**Extracted entries:**
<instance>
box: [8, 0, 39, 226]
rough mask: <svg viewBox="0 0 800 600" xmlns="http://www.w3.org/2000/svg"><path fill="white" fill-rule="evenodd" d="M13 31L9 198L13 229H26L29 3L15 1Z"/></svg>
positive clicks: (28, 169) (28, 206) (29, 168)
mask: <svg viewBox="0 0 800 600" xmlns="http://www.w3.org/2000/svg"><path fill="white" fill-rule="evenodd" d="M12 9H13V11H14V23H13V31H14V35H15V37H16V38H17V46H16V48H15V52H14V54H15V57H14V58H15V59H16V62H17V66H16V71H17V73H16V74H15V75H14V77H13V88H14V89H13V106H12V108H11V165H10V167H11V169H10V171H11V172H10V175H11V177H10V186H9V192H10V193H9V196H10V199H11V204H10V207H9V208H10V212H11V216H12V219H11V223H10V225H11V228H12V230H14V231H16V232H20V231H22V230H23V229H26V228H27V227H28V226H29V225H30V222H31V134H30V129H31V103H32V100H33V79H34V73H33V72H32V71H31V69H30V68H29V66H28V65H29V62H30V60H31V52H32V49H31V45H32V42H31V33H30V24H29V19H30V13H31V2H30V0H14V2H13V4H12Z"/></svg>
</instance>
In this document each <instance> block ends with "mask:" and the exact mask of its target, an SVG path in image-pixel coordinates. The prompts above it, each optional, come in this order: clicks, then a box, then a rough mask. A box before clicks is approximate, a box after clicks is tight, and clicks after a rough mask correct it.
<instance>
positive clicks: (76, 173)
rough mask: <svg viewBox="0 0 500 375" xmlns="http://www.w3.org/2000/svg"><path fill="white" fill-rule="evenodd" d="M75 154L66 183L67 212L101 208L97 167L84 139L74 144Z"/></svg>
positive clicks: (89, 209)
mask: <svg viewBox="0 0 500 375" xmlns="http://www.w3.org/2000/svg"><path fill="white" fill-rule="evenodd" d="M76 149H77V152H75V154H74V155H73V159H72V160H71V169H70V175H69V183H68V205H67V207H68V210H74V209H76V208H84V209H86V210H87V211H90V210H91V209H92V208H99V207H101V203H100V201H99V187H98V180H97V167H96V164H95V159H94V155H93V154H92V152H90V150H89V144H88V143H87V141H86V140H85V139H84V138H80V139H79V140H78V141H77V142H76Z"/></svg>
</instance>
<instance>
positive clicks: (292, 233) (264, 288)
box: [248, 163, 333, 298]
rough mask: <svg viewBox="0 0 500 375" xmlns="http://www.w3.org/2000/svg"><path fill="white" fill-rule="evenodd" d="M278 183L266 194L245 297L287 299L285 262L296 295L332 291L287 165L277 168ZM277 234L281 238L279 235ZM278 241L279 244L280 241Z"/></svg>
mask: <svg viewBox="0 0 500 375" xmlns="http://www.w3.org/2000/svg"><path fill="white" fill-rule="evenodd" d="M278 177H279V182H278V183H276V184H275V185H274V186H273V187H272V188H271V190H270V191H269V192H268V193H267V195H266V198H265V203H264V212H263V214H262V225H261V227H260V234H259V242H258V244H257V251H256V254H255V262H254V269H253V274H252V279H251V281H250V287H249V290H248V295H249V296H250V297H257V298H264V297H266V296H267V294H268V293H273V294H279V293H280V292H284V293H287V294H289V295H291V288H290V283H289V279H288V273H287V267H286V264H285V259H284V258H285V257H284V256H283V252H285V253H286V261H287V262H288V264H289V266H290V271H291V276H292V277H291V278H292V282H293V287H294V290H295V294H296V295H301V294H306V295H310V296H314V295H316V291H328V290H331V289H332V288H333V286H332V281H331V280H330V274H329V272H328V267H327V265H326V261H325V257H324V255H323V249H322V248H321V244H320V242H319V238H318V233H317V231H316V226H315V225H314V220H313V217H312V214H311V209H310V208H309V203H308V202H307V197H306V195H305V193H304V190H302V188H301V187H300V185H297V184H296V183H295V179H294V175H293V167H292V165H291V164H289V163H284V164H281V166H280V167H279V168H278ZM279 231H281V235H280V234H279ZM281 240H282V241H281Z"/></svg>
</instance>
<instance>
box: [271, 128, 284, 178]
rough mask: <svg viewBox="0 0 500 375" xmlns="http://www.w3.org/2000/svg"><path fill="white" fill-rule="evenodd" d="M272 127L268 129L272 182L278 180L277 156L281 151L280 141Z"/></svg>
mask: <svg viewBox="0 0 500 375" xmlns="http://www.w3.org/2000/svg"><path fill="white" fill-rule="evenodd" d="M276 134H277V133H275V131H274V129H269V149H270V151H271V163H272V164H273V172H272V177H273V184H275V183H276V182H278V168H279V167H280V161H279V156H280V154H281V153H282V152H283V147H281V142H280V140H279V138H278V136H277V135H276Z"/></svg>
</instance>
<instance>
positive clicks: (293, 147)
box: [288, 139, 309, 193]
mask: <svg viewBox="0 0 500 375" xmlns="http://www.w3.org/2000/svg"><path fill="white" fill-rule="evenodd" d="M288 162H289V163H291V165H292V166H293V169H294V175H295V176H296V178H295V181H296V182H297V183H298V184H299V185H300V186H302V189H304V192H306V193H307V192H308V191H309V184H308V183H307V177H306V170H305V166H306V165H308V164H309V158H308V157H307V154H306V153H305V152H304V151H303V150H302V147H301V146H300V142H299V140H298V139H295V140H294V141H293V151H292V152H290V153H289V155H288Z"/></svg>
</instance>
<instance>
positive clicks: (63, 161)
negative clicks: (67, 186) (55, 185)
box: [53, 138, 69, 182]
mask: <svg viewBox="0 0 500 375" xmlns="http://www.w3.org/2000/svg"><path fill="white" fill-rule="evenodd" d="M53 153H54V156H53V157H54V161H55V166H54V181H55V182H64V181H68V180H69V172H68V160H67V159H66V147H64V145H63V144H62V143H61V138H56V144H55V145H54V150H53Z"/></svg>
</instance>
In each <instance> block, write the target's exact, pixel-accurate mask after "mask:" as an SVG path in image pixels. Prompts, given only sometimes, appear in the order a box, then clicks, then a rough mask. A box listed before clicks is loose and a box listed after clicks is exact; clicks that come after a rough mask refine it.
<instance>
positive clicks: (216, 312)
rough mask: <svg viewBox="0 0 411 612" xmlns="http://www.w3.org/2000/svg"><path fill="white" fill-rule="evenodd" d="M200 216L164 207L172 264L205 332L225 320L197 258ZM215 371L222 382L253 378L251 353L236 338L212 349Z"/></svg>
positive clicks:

**Exercise aim:** Output exactly the lines of the records from the first through the one bearing "154L66 183L67 212L101", both ends included.

**Answer box:**
<instance>
box: [8, 0, 39, 226]
rough mask: <svg viewBox="0 0 800 600" xmlns="http://www.w3.org/2000/svg"><path fill="white" fill-rule="evenodd" d="M13 31L9 198L13 229H26L29 3L15 1Z"/></svg>
positive clicks: (28, 169) (28, 206) (29, 168)
mask: <svg viewBox="0 0 800 600" xmlns="http://www.w3.org/2000/svg"><path fill="white" fill-rule="evenodd" d="M12 9H13V11H14V23H13V31H14V35H15V37H16V38H17V46H16V48H15V52H14V54H15V57H14V58H15V59H16V62H17V66H16V71H17V73H16V74H15V75H14V77H13V88H14V89H13V106H12V108H11V165H10V167H11V169H10V171H11V172H10V175H11V177H10V186H9V192H10V193H9V196H10V199H11V204H10V207H9V208H10V212H11V216H12V219H11V223H10V225H11V228H12V230H14V231H16V232H20V231H22V230H23V229H26V228H27V227H28V226H29V225H30V222H31V134H30V129H31V103H32V100H33V79H34V73H33V72H32V71H31V69H30V68H29V66H28V65H29V62H30V60H31V52H32V49H31V45H32V42H31V33H30V24H29V19H30V13H31V2H30V0H14V2H13V4H12Z"/></svg>
</instance>
In this document each <instance> block ends with "mask:" and the exact mask of its target, an SVG path in image-pixel coordinates. The prompts above it, each optional, come in this order: clicks, then a box, then a rough mask. A box before clicks is approximate, a box after clicks is tight, and clicks after a rough mask correct it.
<instance>
positive clicks: (76, 173)
rough mask: <svg viewBox="0 0 500 375" xmlns="http://www.w3.org/2000/svg"><path fill="white" fill-rule="evenodd" d="M75 154L66 183L67 212L101 208L97 167L84 139L74 144Z"/></svg>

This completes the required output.